==== Excerpt to read ====

For the record, my rant doesn't just apply to Christians-- I loathe ALL religions. I tolerate some more than others, though. I've never had a Wiccan proselytize or try to interject their faith into politics. I've never had any problems with Taoists trying to convert me, or threatening to hurt me because I wasn't also a Taoist. But I have consistantly had bad experiences with members of all Abrahamic religions, and a few others (Hindus and I do not seem to get along).

When the religious nuts stop trying to interject their faith into my life, I'll stop loathing them. I don't care what you BELIEVE-- I only care how you interact with the things I hold dear. If you threaten MY way of life, you'd damn well better expect my scorn.

So no, I have no respect for your religion. Fuck your religion, and fuck you for insisting that I not disrespect it. I'll disrespect it as long as it's not worthy of respect.

Blue Demon-- Mother Teresa didn't feed the poor in Calcutta (I assume you were invoking her). She was allowing the sick to die, in agony, and declared their suffering to be "holy." She wouldn't give them relief from the pain or deplorable conditions because their suffering was what she believed God wanted. So even the Saints are vile people. Feeding a few poor people doesn't make up for what was essentially cult-inspired torture.

Samsquanch...good point.
by Blue_Demon
Aug 5th, 2008
12:33:59 PM
No, it is not a competition. I meant that under Communism, nearly 150 million have died...at the hands of officially atheist governments. Now that's in the last century.
Zerocorpse
by m2298
Aug 5th, 2008
12:38:42 PM
When you state that parents shouldn't be allowed to teach religion to pre-teen children (as does Dawkins) do mean it in a theoretical sense or do you really expect any democratic government to actually attempt to pass and enforce such a law?
ZeroC, I'll look into Mother Theresa...
by Blue_Demon
Aug 5th, 2008
12:40:45 PM
If what you say is true, then she's no sait, I agree. But churches have been helping the poor for ages. All this good in the name of faith simply cannot be ignored because of some idiots who commit atrocities in the name of God. Again, you can sin in spite of your faith.

Ack...gotta get back to work. Insurance waits for no man.

Churches have been helping the poor for ages...
by Lucasblows
Aug 5th, 2008
12:44:11 PM
...and they not only feed them food. They feed them "the word of God" in an attempt to convert them. It's a means to an end and it's self-serving.
Lucasblows et al
by greyspecter
Aug 5th, 2008
12:47:54 PM
I'm not defending the condecending attitude or outright hellfire & damnation that zealots sling. Certainly, it's counterproductive 99.999% of the time. No argument here. Nay, one of the major teaching of the New Testament is that "men would see [Christians'] good works and praise God." Christians are to witness to the positive aspects of Christianity, not the negative ones, and I agree that religious institutions sadly tend to hammer on the negative ones instead of the positive ones.

As for the "You're going to hell" comment, well, that's what the bible teaches. If you believe the Bible to be the word of God, then you have to agree with that. But that's an issue for you and the Lord to work out.

Oh, and by the way, if you don't believe in this stuff, then just ignore the bellicose preachers and live your life. I surivived undergrad and grad school at a liberal arts university where the vaaaaast majority of professors didn't believe; when they mocked my faith, I just sighed and moved on.

Blue, I don't doubt your numbers, I do know what you meant.

====

Set exercise 1: Transcribe the forum thread on religion between "When the religious" and "worthy of respect.", inclusive.
Set exercise 2: In the forum thread on religion, how many people does Blue_Demon say have died under Communism?
Set exercise 3: Take the forum thread on religion further, picking up after its final line.

==== Data ====

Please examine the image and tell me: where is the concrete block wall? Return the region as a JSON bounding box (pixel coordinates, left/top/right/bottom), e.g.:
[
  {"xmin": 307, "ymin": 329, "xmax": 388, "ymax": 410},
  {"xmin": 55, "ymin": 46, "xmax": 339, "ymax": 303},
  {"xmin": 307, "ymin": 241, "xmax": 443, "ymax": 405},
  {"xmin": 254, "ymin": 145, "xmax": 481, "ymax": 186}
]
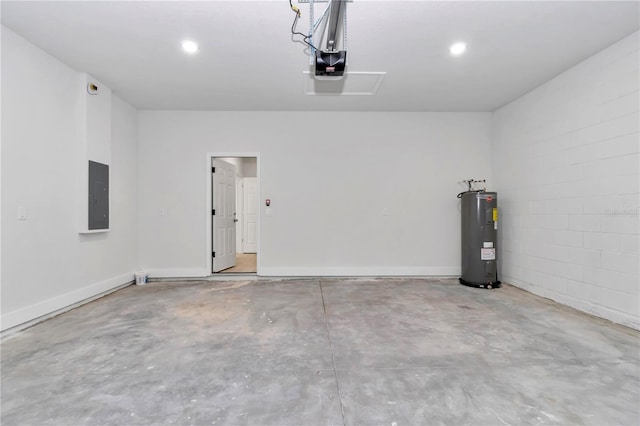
[{"xmin": 493, "ymin": 32, "xmax": 640, "ymax": 329}]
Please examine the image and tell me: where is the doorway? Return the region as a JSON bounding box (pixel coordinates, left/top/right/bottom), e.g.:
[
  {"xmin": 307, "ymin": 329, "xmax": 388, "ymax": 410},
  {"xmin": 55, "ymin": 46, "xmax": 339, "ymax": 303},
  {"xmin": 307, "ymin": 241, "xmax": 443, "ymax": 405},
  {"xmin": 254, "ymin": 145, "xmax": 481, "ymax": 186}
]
[{"xmin": 208, "ymin": 154, "xmax": 260, "ymax": 274}]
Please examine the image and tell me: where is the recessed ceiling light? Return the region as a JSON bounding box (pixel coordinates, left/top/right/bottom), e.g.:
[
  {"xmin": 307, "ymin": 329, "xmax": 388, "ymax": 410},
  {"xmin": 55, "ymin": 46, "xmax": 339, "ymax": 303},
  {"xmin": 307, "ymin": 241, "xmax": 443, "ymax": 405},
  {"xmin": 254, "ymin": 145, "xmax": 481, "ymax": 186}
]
[
  {"xmin": 182, "ymin": 40, "xmax": 198, "ymax": 54},
  {"xmin": 449, "ymin": 42, "xmax": 467, "ymax": 56}
]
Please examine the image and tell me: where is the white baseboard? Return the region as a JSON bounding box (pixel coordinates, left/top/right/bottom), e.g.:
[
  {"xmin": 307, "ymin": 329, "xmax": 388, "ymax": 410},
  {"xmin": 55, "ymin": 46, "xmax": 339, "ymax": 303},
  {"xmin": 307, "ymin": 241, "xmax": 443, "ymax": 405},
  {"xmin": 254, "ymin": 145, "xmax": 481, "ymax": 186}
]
[
  {"xmin": 258, "ymin": 266, "xmax": 460, "ymax": 277},
  {"xmin": 1, "ymin": 272, "xmax": 134, "ymax": 331},
  {"xmin": 145, "ymin": 268, "xmax": 211, "ymax": 278},
  {"xmin": 504, "ymin": 277, "xmax": 640, "ymax": 330}
]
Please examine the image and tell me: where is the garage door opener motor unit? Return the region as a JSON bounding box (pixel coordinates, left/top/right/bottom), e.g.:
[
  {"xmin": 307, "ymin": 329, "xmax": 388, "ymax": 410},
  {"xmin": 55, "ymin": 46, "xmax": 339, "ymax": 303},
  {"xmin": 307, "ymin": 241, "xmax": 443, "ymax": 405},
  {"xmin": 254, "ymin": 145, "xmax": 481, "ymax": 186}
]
[{"xmin": 458, "ymin": 180, "xmax": 500, "ymax": 289}]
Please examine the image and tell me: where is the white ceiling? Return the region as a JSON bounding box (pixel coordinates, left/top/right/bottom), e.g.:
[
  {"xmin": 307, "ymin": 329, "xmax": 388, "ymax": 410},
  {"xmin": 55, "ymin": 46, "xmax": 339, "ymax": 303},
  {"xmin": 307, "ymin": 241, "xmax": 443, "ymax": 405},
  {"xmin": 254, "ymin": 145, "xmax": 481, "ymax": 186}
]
[{"xmin": 1, "ymin": 0, "xmax": 640, "ymax": 111}]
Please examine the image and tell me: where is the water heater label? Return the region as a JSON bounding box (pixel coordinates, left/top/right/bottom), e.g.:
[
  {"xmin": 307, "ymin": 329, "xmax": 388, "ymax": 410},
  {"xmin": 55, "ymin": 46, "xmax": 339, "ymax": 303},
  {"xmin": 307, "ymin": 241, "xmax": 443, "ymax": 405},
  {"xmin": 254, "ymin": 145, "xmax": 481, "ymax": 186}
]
[{"xmin": 480, "ymin": 248, "xmax": 496, "ymax": 260}]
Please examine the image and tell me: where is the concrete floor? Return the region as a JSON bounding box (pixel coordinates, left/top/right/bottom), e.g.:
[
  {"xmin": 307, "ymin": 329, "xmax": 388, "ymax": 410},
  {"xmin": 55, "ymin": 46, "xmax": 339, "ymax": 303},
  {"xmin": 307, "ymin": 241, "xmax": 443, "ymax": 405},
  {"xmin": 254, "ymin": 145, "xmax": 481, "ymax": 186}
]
[{"xmin": 1, "ymin": 279, "xmax": 640, "ymax": 426}]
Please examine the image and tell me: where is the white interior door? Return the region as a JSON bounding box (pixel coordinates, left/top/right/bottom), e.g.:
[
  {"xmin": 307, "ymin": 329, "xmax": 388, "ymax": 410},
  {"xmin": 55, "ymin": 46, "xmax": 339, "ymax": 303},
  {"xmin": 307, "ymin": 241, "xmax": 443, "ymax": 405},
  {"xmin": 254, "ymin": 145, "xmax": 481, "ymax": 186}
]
[
  {"xmin": 211, "ymin": 158, "xmax": 236, "ymax": 272},
  {"xmin": 242, "ymin": 178, "xmax": 258, "ymax": 253}
]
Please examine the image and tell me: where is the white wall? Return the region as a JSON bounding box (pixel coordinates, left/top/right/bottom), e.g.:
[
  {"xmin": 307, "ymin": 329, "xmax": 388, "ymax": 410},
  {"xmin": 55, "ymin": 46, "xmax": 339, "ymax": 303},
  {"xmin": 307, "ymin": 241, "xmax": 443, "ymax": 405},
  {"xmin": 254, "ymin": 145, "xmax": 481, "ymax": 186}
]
[
  {"xmin": 493, "ymin": 32, "xmax": 640, "ymax": 328},
  {"xmin": 1, "ymin": 27, "xmax": 138, "ymax": 330},
  {"xmin": 139, "ymin": 111, "xmax": 491, "ymax": 276}
]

====

Exercise output 1:
When the religious nuts stop trying to interject their faith into my life, I'll stop loathing them. I don't care what you BELIEVE-- I only care how you interact with the things I hold dear. If you threaten MY way of life, you'd damn well better expect my scorn.

So no, I have no respect for your religion. Fuck your religion, and fuck you for insisting that I not disrespect it. I'll disrespect it as long as it's not worthy of respect.

Exercise output 2: Nearly 150 million.

Exercise output 3:
by samsquanch
Aug 5th, 2008
12:56:20 PM
You meant that because of that 150, and many millions more murdered under political regimes that happen to have an atheistic bent, we should consider that the human capacity to murder is more informed by an atheistic worldview than a religious one. This is where we disagree. It bothers me when atheists bring up the religious body count as an argument either against religion or for atheism, because I think it's a cynical way to further an argument, but your post about communism was such that I needed to weigh in, though it kind of grosses me out.

The only point worth making here is in what capacity, at what level of influence does either the presence or absence of religion affect grand murderous rampages, wars, pogroms, holocausts, atrocities, genocides, ethnic cleansings, etc. Your position is that the absence of religion causes these things more than the presence of it. Though I'm loathe to admit, I take the opposite view.

I don't happen to believe that human values, morality, or the concept of goodness flows from religion. In fact, I believe it's the other way around. I think the human construct of religion has cast itself around an older, more innate human instinct that has since been labeled goodness, and then claimed sole propriety over these instincts.

Therefore, I don't believe that an absence of religion necessarily denotes an absence of morality, it is simply an absence of a ritualized tribal vestige. Human goodness can and does exist without religion, as does the capacity for human evil. The fact that atheists commit evil acts is not because they are atheists, whether or not they are atheists is an incidental detail.

The same argument cannot be used for religion, however. Whereas atheism essentially doesn't matter, religion absolutely does, when it comes to examples in history of crimes against humanity. In fact, I would argue that the most remarkable, grotesque and singularly unique examples of human brutality, with the exception of the Holocaust, perhaps, was carried out by true believers honestly thinking they were doing their deity's will. Do you see my point? Religious crimes are committed BECAUSE of the religion of the criminal, in most cases, whereas atheists crimes are committed for other reasons.

"For me and the Lord to the work out"
by Lucasblows
Aug 5th, 2008
01:09:21 PM
Whew! That's pressure! Well, thankfully I know the bible is not the word of any superior being. If it was you'd think if it was they'd have mentioned those Dinosaur things? Did God forget about those? Did Adam and Eve not notice them as they were romping naked in the Garden of Eden? Maybe they were too mesmerized by the talking snake.
Ben Stein's Expelled? Why didn't this site review it?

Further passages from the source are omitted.